- **GOAL**
Render every line of the entries below as a Markdown table with the columns Row and Entry line, numbering the rows and skipping blank lines. Leave the pictures out of your table.

- **Entries for labeling picture shapes**
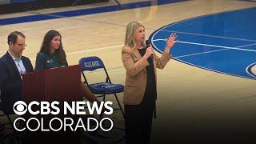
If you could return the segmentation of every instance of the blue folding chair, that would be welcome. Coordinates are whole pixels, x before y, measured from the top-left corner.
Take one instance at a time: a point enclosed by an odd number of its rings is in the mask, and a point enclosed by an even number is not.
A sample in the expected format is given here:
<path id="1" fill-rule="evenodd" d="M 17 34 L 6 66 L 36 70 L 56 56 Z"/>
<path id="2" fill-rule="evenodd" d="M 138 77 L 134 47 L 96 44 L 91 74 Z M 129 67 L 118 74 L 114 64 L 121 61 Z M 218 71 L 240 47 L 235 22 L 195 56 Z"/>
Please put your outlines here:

- **SOLUTION TO THIS EXERCISE**
| Row | Entry line |
|---|---|
| 1 | If you could return the segmentation of every instance of the blue folding chair, that would be welcome. Coordinates are whole pixels, x before y, measured from the top-left corner. |
| 2 | Take one instance at a time: a point enclosed by an odd number of its rings is in the mask, and a point enclosed by an even number is not. |
| 3 | A sample in the expected format is given here: |
| 4 | <path id="1" fill-rule="evenodd" d="M 17 34 L 6 66 L 36 70 L 56 56 Z"/> |
| 5 | <path id="2" fill-rule="evenodd" d="M 138 77 L 134 47 L 96 44 L 91 74 Z M 129 67 L 118 74 L 114 64 L 121 61 Z M 218 71 L 240 47 L 235 22 L 195 56 Z"/> |
| 6 | Please put your outlines here: |